:: BRANO CITATO ::
Sotto il dominio Austriaco dell’Imperatrice Maria Teresa d’Asburgo, nel 1781 Sabbioneta formò la terza delegazione con Villa Pasquali, Breda Cisoni, Commessaggio e Ponteterra. Questo periodo portò benessere anche ai piccoli paesi che circondavano Sabbioneta. Dal 1814 al 1859 Sabbioneta era parte del Regno Lombardo Veneto, poi fu incorporata nel Regno d'Italia sotto la provincia di Cremona mentre Mantova era ancora austriaca.
Villa Pasquali, come Breda Cisoni, fin dai tempi antichi, raccoglieva nelle sue terre poveri contadini, che faticando, cercavano di lavorare i terreni emergenti dalle paludi formate dal Po e dal fiume Oglio. Le alluvioni che colpivano questo territorio erano frequenti e disastrose, causavano morte e crolli.
Romanore e Virgilio 1882 - 1891

Nel 1880 circa, Carlo Vigna e la moglie Palmira Lodi Rizzini, si trasferirono da Breda Cisoni, a Gazzuolo e nel 1882 a Romanore di Borgorforte dove nacque l’ultimo loro figlio Angelo. Li ritroviamo poi a Cerese di Virgilio, dove due dei loro figli si sposarono con due Meneghetti: Giulio Vigna con Alma Meneghetti nel 1886 e Paola Rosalinda, detta Zelinda, con Annibale Meneghetti nel 1889. Da Cerese emigrarono per le Americhe.
Le campagne di Borgoforte erano sempre toccate dal Po, non molto diverse da quelle di Breda Cisoni e le coltivazioni erano simili. A Cerese la terra era più distante dal fiume e più protetta.

:: ATTIVITÀ DA SVOLGERE ::
1. Secondo il testo sulla famiglia Vigna, in che anno Giulio Vigna sposò Alma Meneghetti?
2. Per favore, prosegui il testo sulla famiglia Vigna a partire dalla sua ultima frase.

:: RECORD FORNITI ::
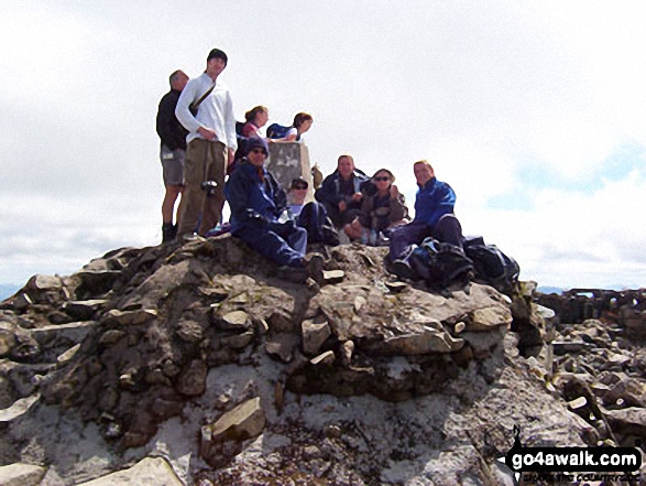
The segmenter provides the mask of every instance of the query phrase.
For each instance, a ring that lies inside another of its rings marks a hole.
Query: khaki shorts
[[[160,160],[162,161],[164,185],[184,185],[184,156],[182,149],[171,150],[162,145]]]

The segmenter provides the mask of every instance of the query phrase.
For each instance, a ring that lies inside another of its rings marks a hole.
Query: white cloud
[[[239,118],[259,104],[282,123],[311,112],[305,139],[325,172],[346,152],[368,173],[392,168],[412,205],[412,163],[429,159],[456,188],[466,231],[516,257],[524,277],[646,283],[636,224],[646,170],[628,160],[628,176],[607,173],[624,147],[646,147],[640,2],[7,0],[0,10],[0,280],[158,241],[157,102],[172,71],[198,75],[220,46]],[[528,181],[529,166],[558,186]],[[492,209],[496,201],[506,205]]]

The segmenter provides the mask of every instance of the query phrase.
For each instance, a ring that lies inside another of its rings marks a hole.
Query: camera
[[[216,187],[218,183],[216,181],[204,181],[201,183],[201,188],[207,192],[207,197],[211,197],[216,194]]]

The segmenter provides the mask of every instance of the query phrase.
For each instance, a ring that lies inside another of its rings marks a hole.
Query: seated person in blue
[[[363,172],[354,168],[352,156],[341,155],[337,162],[337,170],[328,175],[316,191],[316,201],[325,206],[338,229],[352,223],[361,213],[361,184],[368,180]]]
[[[328,217],[322,204],[310,201],[305,203],[309,183],[298,177],[289,185],[289,213],[296,224],[307,230],[307,242],[322,242],[325,245],[339,245],[339,235],[332,228],[332,222]]]
[[[390,259],[397,274],[409,273],[406,255],[410,245],[419,245],[431,236],[438,241],[462,248],[460,222],[453,214],[456,193],[449,184],[435,177],[433,166],[425,160],[413,165],[419,190],[415,196],[415,219],[391,231]]]
[[[361,214],[344,227],[350,239],[376,246],[380,241],[385,242],[391,229],[408,223],[408,208],[394,181],[391,171],[380,169],[370,182],[363,184]]]
[[[252,138],[243,159],[226,186],[231,207],[231,233],[263,257],[295,270],[294,276],[322,280],[322,256],[306,258],[307,231],[294,220],[278,220],[287,197],[264,168],[269,150],[263,139]]]

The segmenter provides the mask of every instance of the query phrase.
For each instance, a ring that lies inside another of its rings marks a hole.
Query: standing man
[[[196,229],[205,235],[222,217],[225,175],[238,147],[231,95],[217,82],[227,61],[227,54],[213,48],[207,56],[206,71],[188,82],[175,109],[177,119],[189,132],[179,236],[193,235]]]
[[[184,198],[177,205],[176,224],[173,225],[173,209],[175,202],[184,191],[184,156],[186,155],[186,136],[188,132],[175,116],[175,108],[182,90],[188,83],[188,76],[183,71],[174,72],[168,78],[171,90],[160,101],[157,110],[157,134],[162,141],[160,159],[164,176],[166,193],[162,203],[162,242],[175,239],[179,214]]]
[[[449,184],[435,177],[433,166],[425,160],[413,165],[419,190],[415,196],[415,219],[391,231],[390,259],[397,274],[412,273],[406,259],[410,245],[419,245],[433,236],[441,242],[462,248],[462,227],[453,214],[456,193]]]

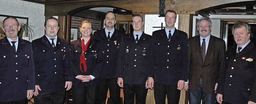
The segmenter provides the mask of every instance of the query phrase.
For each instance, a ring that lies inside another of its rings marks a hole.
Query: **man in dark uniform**
[[[233,26],[236,44],[228,48],[219,79],[216,97],[220,104],[256,104],[256,45],[249,39],[250,28],[241,21]]]
[[[124,104],[146,104],[148,89],[145,83],[146,60],[151,36],[142,31],[143,17],[132,17],[133,32],[124,35],[122,40],[116,67],[118,83],[124,88]]]
[[[188,80],[188,35],[174,27],[176,17],[175,11],[167,10],[165,28],[152,35],[148,84],[154,87],[156,104],[165,104],[166,94],[168,104],[178,104],[180,91]]]
[[[212,24],[209,19],[199,19],[197,25],[200,35],[188,39],[189,84],[185,82],[184,89],[189,92],[190,104],[200,104],[201,100],[202,104],[216,104],[226,45],[223,40],[211,35]]]
[[[6,37],[0,40],[0,104],[28,104],[35,90],[35,70],[30,42],[18,38],[16,18],[4,20]]]
[[[108,89],[114,104],[120,104],[120,87],[116,77],[116,62],[122,37],[124,33],[114,28],[116,15],[108,12],[105,19],[106,28],[94,33],[93,38],[101,41],[104,53],[104,65],[100,75],[98,104],[105,104]]]
[[[32,41],[36,70],[36,104],[63,104],[66,91],[72,86],[73,71],[68,42],[57,36],[58,19],[44,23],[46,34]]]

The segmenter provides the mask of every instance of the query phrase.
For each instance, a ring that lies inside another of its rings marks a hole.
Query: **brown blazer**
[[[223,40],[210,36],[203,63],[200,35],[188,39],[189,89],[196,91],[200,77],[203,79],[203,89],[207,94],[214,93],[226,54],[226,45]]]

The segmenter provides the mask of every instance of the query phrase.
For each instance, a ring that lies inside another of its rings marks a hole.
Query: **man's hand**
[[[188,91],[188,83],[185,83],[185,84],[184,84],[184,89],[186,91]]]
[[[152,77],[148,77],[146,81],[146,88],[150,88],[151,90],[153,90],[153,87],[154,87],[154,79]]]
[[[216,98],[217,98],[217,101],[218,102],[221,104],[222,103],[223,99],[222,99],[222,94],[217,94],[217,96],[216,96]]]
[[[36,91],[35,91],[35,92],[34,92],[34,95],[36,96],[38,95],[38,90],[41,91],[41,89],[40,89],[40,87],[38,85],[36,85],[35,87]]]
[[[117,79],[117,84],[118,84],[118,86],[121,87],[124,87],[124,81],[123,78],[118,78]]]
[[[76,79],[82,81],[82,82],[83,81],[85,81],[85,76],[83,75],[79,75],[78,76],[77,76],[77,77],[76,77]]]
[[[248,104],[256,104],[256,103],[251,101],[249,101],[249,102],[248,102]]]
[[[67,88],[66,91],[68,91],[72,87],[72,82],[71,81],[66,81],[65,83],[65,88]]]
[[[215,87],[214,88],[215,93],[216,93],[216,91],[217,91],[217,87],[218,87],[218,83],[216,83],[216,84],[215,84]]]
[[[91,76],[90,75],[84,75],[84,80],[82,81],[82,82],[87,82],[90,81],[92,80],[92,78]]]
[[[185,81],[183,80],[179,80],[178,82],[178,87],[177,87],[177,89],[178,89],[179,90],[181,90],[184,87],[184,83],[185,83]]]
[[[34,91],[32,90],[28,90],[27,91],[27,98],[28,100],[30,99],[33,96],[33,94],[34,93]]]

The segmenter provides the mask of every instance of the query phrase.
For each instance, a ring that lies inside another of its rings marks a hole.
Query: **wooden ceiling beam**
[[[90,10],[86,10],[81,11],[78,12],[77,13],[74,14],[72,16],[82,18],[102,20],[105,19],[105,13]]]
[[[236,0],[235,3],[239,4],[240,2],[246,1],[255,2],[251,0]],[[212,0],[197,0],[193,2],[191,0],[166,0],[165,10],[174,10],[177,14],[195,14],[196,12],[200,10],[232,3],[234,3],[234,0],[218,0],[218,2]],[[129,10],[132,12],[133,14],[158,14],[159,11],[159,0],[124,0],[46,4],[45,6],[45,15],[65,15],[68,12],[78,8],[106,6]]]

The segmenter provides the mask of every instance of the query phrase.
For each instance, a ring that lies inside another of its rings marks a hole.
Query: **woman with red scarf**
[[[87,20],[83,21],[80,39],[70,42],[75,77],[72,91],[74,104],[95,104],[96,100],[103,52],[100,42],[92,39],[92,24]]]

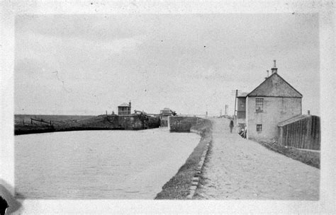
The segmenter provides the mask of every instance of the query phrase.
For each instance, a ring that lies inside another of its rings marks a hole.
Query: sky
[[[15,114],[233,115],[274,59],[320,114],[317,13],[20,15],[15,35]]]

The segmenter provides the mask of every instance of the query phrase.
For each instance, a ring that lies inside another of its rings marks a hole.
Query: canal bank
[[[213,142],[195,199],[318,200],[320,170],[230,133],[213,119]]]
[[[206,119],[169,117],[168,124],[171,132],[194,132],[201,136],[201,140],[177,173],[162,187],[155,199],[191,199],[200,181],[212,141],[212,124]]]
[[[199,140],[167,128],[16,136],[17,197],[153,199]]]
[[[38,121],[38,122],[36,122]],[[143,114],[128,115],[102,115],[83,120],[46,122],[42,119],[31,120],[26,123],[16,124],[15,135],[85,130],[140,130],[157,128],[159,117]]]

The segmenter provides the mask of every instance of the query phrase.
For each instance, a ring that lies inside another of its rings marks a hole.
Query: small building
[[[271,76],[245,98],[238,98],[239,120],[246,124],[248,139],[274,139],[279,122],[302,114],[302,94],[279,75],[275,63]]]
[[[162,117],[170,117],[173,115],[172,110],[168,108],[164,108],[163,110],[161,110],[159,114]]]
[[[118,106],[118,115],[130,115],[131,103],[130,101],[128,103],[123,103]]]
[[[237,95],[237,125],[245,127],[246,120],[246,95],[248,93],[242,93]]]

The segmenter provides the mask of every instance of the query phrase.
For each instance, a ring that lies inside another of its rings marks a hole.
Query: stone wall
[[[205,120],[196,117],[168,117],[168,127],[171,132],[189,132],[191,127]]]

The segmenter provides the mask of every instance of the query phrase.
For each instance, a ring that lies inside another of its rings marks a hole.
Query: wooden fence
[[[278,143],[297,149],[320,149],[320,120],[306,115],[294,122],[278,125]]]

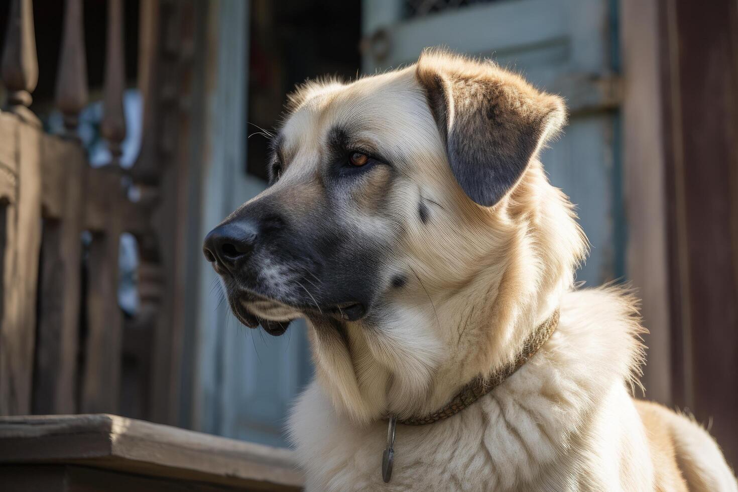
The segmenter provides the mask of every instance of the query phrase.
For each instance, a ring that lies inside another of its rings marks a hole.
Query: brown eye
[[[369,162],[369,157],[366,154],[354,152],[348,160],[351,161],[352,166],[360,167]]]

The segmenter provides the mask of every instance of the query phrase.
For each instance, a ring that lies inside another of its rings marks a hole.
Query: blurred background
[[[714,0],[0,3],[0,415],[105,412],[285,446],[302,322],[241,326],[201,239],[266,186],[294,84],[488,57],[564,97],[543,153],[643,299],[646,397],[738,463],[738,12]],[[640,396],[640,392],[638,393]]]

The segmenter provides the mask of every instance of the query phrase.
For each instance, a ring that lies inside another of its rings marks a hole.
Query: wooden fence
[[[123,1],[108,4],[101,133],[111,159],[94,168],[75,136],[88,102],[82,0],[66,0],[59,21],[55,104],[63,114],[61,136],[45,132],[30,109],[38,75],[32,6],[31,0],[12,0],[1,55],[7,101],[0,111],[0,415],[130,414],[121,412],[120,401],[125,357],[136,366],[129,384],[135,395],[125,399],[143,409],[134,416],[172,420],[177,340],[164,294],[170,290],[172,268],[157,234],[162,204],[170,198],[156,159],[141,159],[130,169],[120,165],[126,131]],[[154,83],[147,66],[162,63],[166,50],[160,22],[173,21],[159,15],[168,4],[141,2],[145,97]],[[159,86],[167,89],[161,80]],[[145,129],[152,117],[148,108]],[[140,298],[136,315],[125,318],[117,300],[123,232],[139,245]]]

:: RISPOSTE AI COMPITI ::
1. Nel 1886.

2.
San Paolo Brasile 1891 - 1919
† Carlo Vigna (muore nel 1919)

Carlo Vigna e la moglie Palmira, si imbarcarono a Genova il 3 ottobre 1891, sulla nave Duca di Galliera diretta in Brasile, accompagnati dai figli Luigi, Davide, Angelo e da Giuseppe con la moglie Rachilde e i loro bambini Dirce e Leardo. Sbarcarono nel porto di Santos il 29 ottobre. Pochi mesi prima Andrea li aveva preceduti, sbarcando il 29 maggio dalla stessa nave nello stesso porto. Andrea era stato assunto, come muratore, da una compagnia Francese che stava costruendo una nuova linea ferroviaria. Carlo e Palmira hanno vissuto per un periodo a San Paolo, nel Bairro do Cambuci, in Rua dos Pescadores, 24.
Un anno dopo, il 3 ottobre 1892 anche il primogenito Giulio, con la moglie Alma Meneghetti e i figli Giulia, Angelo, Erminia e Mario raggiunse i genitori in Brasile. Nel febbraio 1893 arriva a San Paolo anche Enrico, l’ultimo figlio che era rimasto in Italia vivendo a casa Meneghetti con la sorella Zelinda e Annibale. Zelinda rimase quindi l’unica figlia di Carlo Vigna e Palmira a vivere in Italia.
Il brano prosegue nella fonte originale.